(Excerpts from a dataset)
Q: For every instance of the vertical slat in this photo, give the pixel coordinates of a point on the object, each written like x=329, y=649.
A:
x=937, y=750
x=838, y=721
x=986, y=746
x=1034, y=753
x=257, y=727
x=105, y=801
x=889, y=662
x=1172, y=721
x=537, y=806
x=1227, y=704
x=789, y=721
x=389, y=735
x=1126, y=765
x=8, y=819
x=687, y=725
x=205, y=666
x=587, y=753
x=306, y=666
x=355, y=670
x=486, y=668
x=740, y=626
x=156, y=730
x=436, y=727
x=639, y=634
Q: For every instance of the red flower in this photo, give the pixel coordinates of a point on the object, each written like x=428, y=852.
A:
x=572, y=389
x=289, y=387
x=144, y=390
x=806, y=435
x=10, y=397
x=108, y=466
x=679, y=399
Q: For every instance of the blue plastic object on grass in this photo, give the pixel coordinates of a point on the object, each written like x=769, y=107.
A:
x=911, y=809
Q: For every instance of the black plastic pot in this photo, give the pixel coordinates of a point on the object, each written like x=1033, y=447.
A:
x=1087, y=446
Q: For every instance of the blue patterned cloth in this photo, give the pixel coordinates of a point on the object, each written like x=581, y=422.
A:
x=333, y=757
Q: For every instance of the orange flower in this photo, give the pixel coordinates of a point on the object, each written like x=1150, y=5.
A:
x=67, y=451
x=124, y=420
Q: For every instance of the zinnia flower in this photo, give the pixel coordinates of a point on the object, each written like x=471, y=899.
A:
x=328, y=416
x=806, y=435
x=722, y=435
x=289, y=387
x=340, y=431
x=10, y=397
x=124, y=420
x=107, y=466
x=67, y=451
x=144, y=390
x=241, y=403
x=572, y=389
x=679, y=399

• **Your assignment**:
Set down the preceding data verbatim. Every line belongs in the copy.

• **Solution**:
Q: For every instance of the vertical slat in this photo, give the pixel coordinates of a point on the object, each written like x=329, y=649.
A:
x=937, y=750
x=838, y=721
x=986, y=746
x=1034, y=753
x=257, y=727
x=105, y=801
x=889, y=662
x=1172, y=721
x=537, y=806
x=1227, y=704
x=789, y=721
x=389, y=735
x=1126, y=765
x=8, y=819
x=687, y=725
x=205, y=666
x=587, y=753
x=306, y=666
x=355, y=670
x=486, y=668
x=740, y=626
x=156, y=730
x=436, y=727
x=639, y=634
Q: For every instance of the red flower in this photo, give the pixel coordinates of a point on the object, each written like x=428, y=852.
A:
x=572, y=389
x=289, y=387
x=144, y=390
x=806, y=435
x=10, y=397
x=108, y=466
x=679, y=399
Q: For every instance of the blue plastic object on grass in this photo, give the pixel coordinates of a point on the object, each written like x=769, y=107.
A:
x=911, y=809
Q: For every instance of the black plastic pot in this photo, give the pixel coordinates of a point on the object, each written like x=1033, y=447.
A:
x=1087, y=446
Q: For every instance of the blue patterned cloth in this photo, give the pixel coordinates of a point on the object, each written like x=581, y=422.
A:
x=333, y=757
Q: For every instance of the orange flower in this photo, give the pixel coordinates of a point on the object, each written like x=1150, y=5.
A:
x=67, y=451
x=124, y=420
Q: For every instance of the zinnia flower in this photo, give the pixel coordinates of a point on the object, each written like x=471, y=899.
A:
x=328, y=416
x=806, y=435
x=722, y=435
x=289, y=387
x=340, y=431
x=10, y=397
x=124, y=420
x=107, y=466
x=67, y=451
x=144, y=390
x=241, y=403
x=572, y=389
x=679, y=399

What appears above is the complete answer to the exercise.